◆ What you have to do
Filter these entries down to lines holding "hillside".

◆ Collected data
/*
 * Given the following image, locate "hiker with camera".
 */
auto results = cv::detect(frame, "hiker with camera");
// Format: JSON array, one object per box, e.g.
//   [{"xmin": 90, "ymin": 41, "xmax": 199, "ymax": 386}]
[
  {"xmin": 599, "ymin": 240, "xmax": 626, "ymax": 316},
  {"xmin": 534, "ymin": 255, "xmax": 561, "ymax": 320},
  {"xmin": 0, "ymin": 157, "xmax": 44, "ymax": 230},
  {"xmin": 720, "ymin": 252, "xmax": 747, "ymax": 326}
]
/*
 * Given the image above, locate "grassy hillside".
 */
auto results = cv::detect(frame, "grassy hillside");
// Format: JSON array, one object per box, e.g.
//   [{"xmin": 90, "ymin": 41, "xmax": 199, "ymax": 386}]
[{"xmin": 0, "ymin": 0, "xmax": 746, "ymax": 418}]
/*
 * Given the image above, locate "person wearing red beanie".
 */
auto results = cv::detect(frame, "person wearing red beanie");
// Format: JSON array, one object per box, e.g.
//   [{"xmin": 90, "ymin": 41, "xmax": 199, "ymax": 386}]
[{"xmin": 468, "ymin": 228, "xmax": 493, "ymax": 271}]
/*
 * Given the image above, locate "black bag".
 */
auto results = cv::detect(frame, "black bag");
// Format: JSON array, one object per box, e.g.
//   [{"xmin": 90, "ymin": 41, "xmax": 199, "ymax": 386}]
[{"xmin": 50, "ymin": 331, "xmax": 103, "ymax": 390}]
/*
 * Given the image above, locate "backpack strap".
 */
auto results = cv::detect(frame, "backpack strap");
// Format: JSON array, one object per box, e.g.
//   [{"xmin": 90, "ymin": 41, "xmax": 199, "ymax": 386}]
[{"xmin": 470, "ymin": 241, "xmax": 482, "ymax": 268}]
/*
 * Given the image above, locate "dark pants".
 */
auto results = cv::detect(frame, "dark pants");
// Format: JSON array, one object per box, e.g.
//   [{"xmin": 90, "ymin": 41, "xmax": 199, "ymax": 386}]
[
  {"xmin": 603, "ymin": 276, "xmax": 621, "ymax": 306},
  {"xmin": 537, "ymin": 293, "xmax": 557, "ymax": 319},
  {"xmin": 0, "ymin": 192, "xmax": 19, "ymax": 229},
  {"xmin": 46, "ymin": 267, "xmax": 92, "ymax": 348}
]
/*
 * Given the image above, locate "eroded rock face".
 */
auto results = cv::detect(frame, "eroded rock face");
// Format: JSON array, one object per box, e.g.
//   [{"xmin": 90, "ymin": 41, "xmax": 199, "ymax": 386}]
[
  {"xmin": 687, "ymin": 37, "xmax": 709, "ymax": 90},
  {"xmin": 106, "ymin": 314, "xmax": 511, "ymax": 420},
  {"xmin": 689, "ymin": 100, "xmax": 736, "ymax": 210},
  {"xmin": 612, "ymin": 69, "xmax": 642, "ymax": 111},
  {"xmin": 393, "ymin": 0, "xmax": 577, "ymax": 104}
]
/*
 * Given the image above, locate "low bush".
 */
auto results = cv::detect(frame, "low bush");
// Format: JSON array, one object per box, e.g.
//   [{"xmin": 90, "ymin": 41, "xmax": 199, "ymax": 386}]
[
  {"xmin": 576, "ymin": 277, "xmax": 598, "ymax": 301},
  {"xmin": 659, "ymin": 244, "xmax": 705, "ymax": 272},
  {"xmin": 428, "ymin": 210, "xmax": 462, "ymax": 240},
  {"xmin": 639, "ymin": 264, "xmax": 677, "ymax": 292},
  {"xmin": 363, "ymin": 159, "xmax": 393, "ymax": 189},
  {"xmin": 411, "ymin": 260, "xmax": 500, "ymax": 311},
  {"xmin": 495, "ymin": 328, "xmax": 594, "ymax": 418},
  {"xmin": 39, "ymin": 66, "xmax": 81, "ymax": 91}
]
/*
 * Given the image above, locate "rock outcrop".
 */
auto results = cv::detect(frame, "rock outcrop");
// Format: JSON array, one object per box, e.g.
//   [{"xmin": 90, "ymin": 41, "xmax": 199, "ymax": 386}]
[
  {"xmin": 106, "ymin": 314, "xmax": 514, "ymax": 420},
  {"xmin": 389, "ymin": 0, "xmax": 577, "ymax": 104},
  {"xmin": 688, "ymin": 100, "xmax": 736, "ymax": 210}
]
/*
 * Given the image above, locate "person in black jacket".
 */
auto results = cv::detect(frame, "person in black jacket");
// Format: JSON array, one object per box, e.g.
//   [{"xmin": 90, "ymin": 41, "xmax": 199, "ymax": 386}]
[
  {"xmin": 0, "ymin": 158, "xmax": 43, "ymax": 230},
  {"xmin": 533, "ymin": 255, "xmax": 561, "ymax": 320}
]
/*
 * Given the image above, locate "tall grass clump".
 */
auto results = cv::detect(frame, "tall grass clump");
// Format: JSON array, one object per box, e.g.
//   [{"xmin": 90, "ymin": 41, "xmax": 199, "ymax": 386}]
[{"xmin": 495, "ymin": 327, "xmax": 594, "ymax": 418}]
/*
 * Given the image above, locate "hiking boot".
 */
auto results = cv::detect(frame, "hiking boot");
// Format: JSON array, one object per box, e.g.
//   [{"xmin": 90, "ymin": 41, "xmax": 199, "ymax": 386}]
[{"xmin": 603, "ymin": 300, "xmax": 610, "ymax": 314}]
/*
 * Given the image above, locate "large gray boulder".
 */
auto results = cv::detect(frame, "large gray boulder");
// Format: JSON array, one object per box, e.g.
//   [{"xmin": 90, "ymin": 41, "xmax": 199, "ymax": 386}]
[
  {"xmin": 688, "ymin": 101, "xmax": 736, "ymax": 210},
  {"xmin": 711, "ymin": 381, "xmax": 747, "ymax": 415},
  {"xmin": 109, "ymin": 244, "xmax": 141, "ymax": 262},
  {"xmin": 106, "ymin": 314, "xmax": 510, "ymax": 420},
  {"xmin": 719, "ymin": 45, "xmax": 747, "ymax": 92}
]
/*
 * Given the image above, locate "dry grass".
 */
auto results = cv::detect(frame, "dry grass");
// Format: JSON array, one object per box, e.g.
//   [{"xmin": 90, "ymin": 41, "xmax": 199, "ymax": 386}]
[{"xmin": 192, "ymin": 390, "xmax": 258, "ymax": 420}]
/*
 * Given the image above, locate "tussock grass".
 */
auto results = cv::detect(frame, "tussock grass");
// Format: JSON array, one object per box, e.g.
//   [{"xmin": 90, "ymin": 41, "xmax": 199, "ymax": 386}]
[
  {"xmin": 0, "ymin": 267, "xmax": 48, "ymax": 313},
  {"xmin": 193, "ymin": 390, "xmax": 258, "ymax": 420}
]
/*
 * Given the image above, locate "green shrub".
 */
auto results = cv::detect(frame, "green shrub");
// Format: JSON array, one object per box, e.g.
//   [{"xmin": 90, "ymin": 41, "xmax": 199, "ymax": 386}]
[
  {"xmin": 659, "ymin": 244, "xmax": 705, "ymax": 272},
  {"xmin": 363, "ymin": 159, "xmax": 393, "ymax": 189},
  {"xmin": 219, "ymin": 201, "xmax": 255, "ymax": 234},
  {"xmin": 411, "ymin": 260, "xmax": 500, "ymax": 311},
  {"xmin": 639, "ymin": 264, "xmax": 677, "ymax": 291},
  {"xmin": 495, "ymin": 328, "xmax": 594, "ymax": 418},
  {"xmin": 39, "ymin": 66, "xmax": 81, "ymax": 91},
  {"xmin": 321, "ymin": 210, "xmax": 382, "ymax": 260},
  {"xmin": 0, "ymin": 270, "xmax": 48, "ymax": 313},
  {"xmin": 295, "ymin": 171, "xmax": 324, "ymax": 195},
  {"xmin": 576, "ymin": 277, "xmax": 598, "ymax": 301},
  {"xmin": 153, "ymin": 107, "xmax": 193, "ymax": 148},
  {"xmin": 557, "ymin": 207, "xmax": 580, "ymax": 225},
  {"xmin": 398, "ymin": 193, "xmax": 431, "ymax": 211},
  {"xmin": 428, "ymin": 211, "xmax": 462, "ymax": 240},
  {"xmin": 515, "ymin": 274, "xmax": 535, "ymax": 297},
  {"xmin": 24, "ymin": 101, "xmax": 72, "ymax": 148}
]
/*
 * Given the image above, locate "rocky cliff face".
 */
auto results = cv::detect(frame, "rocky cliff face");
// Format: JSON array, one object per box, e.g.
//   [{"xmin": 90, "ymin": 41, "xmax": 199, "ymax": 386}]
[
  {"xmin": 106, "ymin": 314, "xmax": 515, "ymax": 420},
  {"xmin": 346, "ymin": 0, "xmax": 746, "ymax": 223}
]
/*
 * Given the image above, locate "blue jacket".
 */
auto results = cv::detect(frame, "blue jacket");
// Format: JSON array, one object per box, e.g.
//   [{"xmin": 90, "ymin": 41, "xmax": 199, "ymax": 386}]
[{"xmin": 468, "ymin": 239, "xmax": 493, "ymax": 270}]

◆ Solution for this problem
 * Given the image above, locate "grassy hillside".
auto results = cv::detect(frame, "grassy hillside");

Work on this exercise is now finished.